Data listing:
###

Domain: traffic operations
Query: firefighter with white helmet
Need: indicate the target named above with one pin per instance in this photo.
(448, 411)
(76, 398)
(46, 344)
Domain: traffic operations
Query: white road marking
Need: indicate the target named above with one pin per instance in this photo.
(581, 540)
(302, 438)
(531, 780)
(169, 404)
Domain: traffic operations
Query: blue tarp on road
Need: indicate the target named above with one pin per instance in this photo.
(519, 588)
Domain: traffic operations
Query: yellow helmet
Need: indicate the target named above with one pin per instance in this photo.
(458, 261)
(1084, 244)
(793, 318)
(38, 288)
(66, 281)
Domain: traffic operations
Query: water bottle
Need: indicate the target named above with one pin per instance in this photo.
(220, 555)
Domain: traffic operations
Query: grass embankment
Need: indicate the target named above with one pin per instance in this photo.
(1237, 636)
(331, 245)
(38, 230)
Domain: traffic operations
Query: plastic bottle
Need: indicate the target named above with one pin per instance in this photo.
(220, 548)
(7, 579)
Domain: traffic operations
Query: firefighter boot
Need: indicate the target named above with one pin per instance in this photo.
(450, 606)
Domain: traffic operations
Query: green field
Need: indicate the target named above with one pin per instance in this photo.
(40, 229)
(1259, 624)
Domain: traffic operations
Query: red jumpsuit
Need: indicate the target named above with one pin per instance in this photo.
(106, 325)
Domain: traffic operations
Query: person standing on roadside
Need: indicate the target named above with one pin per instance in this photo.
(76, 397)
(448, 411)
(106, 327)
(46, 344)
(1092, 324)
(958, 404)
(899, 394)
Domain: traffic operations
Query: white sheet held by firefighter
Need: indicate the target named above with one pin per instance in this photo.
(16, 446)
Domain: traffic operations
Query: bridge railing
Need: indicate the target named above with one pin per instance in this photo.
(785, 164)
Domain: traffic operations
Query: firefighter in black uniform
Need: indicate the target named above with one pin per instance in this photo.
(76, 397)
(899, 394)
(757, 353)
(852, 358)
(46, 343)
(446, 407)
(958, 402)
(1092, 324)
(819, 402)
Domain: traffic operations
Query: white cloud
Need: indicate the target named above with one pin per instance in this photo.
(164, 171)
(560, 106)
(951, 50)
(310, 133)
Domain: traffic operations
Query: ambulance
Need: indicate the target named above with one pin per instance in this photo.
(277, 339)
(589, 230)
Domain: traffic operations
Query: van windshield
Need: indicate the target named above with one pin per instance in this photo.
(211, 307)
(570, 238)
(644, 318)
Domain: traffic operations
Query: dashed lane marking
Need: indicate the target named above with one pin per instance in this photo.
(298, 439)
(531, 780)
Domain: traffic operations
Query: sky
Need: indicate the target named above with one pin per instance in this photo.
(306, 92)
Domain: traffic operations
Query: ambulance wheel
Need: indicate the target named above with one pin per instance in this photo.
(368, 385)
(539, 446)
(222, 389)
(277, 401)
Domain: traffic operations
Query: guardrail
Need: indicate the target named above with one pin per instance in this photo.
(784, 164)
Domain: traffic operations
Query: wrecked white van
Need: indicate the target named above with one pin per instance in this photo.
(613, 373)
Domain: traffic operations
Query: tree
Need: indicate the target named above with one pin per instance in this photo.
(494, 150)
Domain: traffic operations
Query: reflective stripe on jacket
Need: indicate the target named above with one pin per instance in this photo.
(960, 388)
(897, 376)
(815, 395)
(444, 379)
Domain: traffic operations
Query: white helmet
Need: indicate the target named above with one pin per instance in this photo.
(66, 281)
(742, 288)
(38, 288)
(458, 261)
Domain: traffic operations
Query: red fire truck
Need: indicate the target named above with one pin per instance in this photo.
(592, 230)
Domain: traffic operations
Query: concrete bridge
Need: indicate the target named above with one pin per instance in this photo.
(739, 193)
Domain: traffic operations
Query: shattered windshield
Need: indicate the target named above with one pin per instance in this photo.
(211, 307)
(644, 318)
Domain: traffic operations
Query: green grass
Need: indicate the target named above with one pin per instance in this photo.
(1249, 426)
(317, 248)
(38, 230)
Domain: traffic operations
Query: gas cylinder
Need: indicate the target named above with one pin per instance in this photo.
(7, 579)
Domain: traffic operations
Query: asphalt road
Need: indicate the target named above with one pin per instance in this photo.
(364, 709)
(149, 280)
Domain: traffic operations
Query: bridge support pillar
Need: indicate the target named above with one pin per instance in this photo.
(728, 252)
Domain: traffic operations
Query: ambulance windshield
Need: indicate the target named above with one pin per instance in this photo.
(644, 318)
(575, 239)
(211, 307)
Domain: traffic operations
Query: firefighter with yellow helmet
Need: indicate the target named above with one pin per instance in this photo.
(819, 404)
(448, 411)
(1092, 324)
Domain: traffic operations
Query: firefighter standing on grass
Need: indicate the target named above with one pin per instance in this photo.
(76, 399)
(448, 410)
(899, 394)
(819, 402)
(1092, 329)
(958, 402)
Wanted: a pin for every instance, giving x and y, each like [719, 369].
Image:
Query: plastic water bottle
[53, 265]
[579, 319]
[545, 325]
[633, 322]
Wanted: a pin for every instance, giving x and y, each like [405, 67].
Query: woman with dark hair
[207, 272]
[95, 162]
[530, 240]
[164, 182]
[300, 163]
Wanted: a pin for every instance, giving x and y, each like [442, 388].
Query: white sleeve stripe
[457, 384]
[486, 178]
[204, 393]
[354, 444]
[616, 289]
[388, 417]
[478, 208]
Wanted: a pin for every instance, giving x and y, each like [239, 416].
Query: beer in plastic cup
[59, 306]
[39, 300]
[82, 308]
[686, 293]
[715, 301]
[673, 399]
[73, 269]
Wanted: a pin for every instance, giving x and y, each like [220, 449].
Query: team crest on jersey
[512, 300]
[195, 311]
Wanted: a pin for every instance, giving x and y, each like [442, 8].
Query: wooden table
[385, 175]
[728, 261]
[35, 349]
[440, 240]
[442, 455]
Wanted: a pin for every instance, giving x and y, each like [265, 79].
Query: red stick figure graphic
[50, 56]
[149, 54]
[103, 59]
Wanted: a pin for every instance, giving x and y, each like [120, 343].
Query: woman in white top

###

The records above need to be written out once more, exactly.

Domain: traffic operations
Query: firefighter with white helmet
Need: indicate the target named above with one pin per instance in this photo.
(448, 411)
(76, 398)
(46, 344)
Domain: traffic operations
Query: white road marking
Need: indicate the target named above with one pin per instance in this photo.
(581, 540)
(302, 438)
(531, 780)
(169, 404)
Domain: traffic operations
Query: blue tarp on road
Need: indicate the target named above with one pin per instance in this photo.
(519, 588)
Domain: traffic operations
Query: yellow helmet
Need: indicate the target named above with one pin per instance in this photo.
(458, 261)
(1084, 244)
(793, 318)
(38, 288)
(66, 281)
Domain: traffic operations
Query: water bottle
Need: indicate the target named above with one pin per instance in this photo.
(220, 555)
Domain: traffic operations
Query: grass embankment
Need: indicate the target named above with one pin per instance in this photo.
(1237, 636)
(331, 245)
(38, 230)
Domain: traffic operations
Query: plastic bottle
Need: indicate the target named above with one pin per instance in this photo.
(220, 548)
(7, 579)
Domain: traffic operations
Query: firefighter boot
Need: indicate the target named above with one pin per instance in this photo.
(450, 606)
Domain: traffic operations
Query: green field
Need: indicate the target named above with one pin per instance in this photo.
(40, 229)
(1259, 624)
Domain: traffic operations
Query: red jumpsuit
Need: indicate the target named above with one pin per instance in this photo.
(106, 325)
Domain: traffic operations
Query: person standing on roadside
Need: indicate the target named above with one pin per instance in this photo.
(76, 397)
(448, 411)
(106, 327)
(46, 344)
(1092, 324)
(958, 404)
(899, 394)
Domain: traffic operations
Query: white sheet held by firefighter
Need: indicate the target named above with one pin per instance in this photo.
(16, 446)
Domain: traffic operations
Query: bridge railing
Need: indicate the target named above with one pin per instance in this photo.
(785, 164)
Domain: traffic operations
Query: firefighter in black uniform
Need: indicate the target named above with one pin per instance in this photo.
(76, 397)
(899, 394)
(757, 353)
(852, 358)
(46, 343)
(446, 407)
(958, 402)
(1092, 324)
(819, 402)
Domain: traffic operations
Query: white cloud
Need: indicate the target named above with one pin per instance in this photo.
(164, 171)
(560, 106)
(951, 50)
(310, 133)
Domain: traffic operations
Query: ambulance
Need: indicate the target named above with one pin per instance in this photo.
(277, 339)
(589, 230)
Domain: traffic operations
Query: van windshield
Need: indicate the target named above with one pin per instance in this photo.
(211, 307)
(570, 238)
(644, 318)
Domain: traffic operations
Query: dashed lane marking
Need: indicate the target named above with one pin per instance in this photo.
(298, 439)
(531, 780)
Domain: traffic operations
Query: sky
Need: indicate the target named above with one pin per instance in this photo.
(306, 92)
Domain: traffic operations
Query: ambulance wheel
Need: indicate the target named above with one pin per instance in this photo.
(368, 385)
(539, 446)
(222, 389)
(277, 401)
Domain: traffic operations
Query: guardrail
Need: indicate the target named above with one pin per instance in this photo.
(784, 164)
Domain: traffic operations
Query: wrecked white van
Need: indicate the target named above with one pin per instance in this photo.
(613, 373)
Domain: traffic operations
Query: tree
Need: indicate the target named above with one pin per instance in this photo.
(494, 150)
Domain: traffic operations
Query: reflective stripe on jacket
Need: indicate the target named above with one pin per instance in this photo.
(960, 388)
(897, 376)
(815, 395)
(444, 379)
Domain: traffic operations
Query: white helmet
Need: indicate the target named above with one pin per instance in this photo.
(66, 281)
(742, 288)
(38, 288)
(458, 261)
Domain: traffic operations
Query: red fire truck
Need: indicate the target named above with one pin per instance in this photo.
(592, 230)
Domain: traffic operations
Query: concrete bridge
Need: indicate the target named above with one pin per instance in this photo.
(739, 193)
Domain: traffic operations
Query: shattered windshield
Need: indicate the target named above with one pin per instance in this photo.
(211, 307)
(644, 318)
Domain: traffic operations
Query: green grass
Need: indicate the target named above with one pin per instance in this photo.
(1249, 426)
(317, 248)
(38, 230)
Domain: traffic operations
Query: gas cylinder
Need: indicate the target named above with one pin per instance in this photo.
(7, 579)
Domain: traffic operations
Query: asphalt road
Need: indicate the target named above with one pin per instance in this photo.
(364, 709)
(149, 280)
Domain: traffic operations
Query: bridge support pillar
Need: indicate the target named above with one pin per instance in this photo.
(728, 252)
Domain: traffic operations
Query: ambulance windshield
Need: indicate the target named above with one pin per instance in this photo.
(644, 318)
(575, 239)
(211, 307)
Domain: traffic operations
Query: firefighter with yellow helmet
Need: indicate the target named above with one pin per instance in this photo.
(819, 404)
(448, 411)
(1092, 324)
Domain: traffic operations
Query: firefighter standing on grass
Need: indicate the target named above with one pin per instance in this photo.
(76, 399)
(448, 410)
(899, 394)
(819, 402)
(1092, 329)
(958, 402)
Wanted: a pin for every instance, giving x and y, each like [719, 369].
Image:
Query: plastic water bottle
[53, 265]
[579, 319]
[545, 325]
[633, 322]
Wanted: a pin for every instance, giving x and y, each like [405, 67].
Query: woman with dark hair
[207, 272]
[95, 162]
[530, 240]
[164, 182]
[300, 163]
Wanted: a pin for every instance, giving x and y, each like [442, 388].
Query: white sleeve stripe
[457, 384]
[486, 178]
[204, 393]
[354, 444]
[616, 289]
[388, 417]
[478, 208]
Wanted: a pin for every instance, giving x and y, each like [239, 416].
Query: beer in plastic cup
[59, 306]
[39, 300]
[82, 308]
[686, 293]
[715, 301]
[673, 399]
[73, 269]
Wanted: a pin for every instance, giving x and y, each like [220, 449].
Query: team crest on jersey
[512, 300]
[195, 311]
Wanted: a pin for every instance, giving x and y, each like [442, 8].
Query: wooden table
[385, 175]
[728, 261]
[35, 349]
[440, 240]
[442, 455]
Wanted: a pin for every instance, giving x and y, each like [265, 79].
Query: red stick figure graphic
[50, 56]
[149, 54]
[103, 59]
Wanted: a pin for every instance, giving x and y, each like [120, 343].
Query: woman in white top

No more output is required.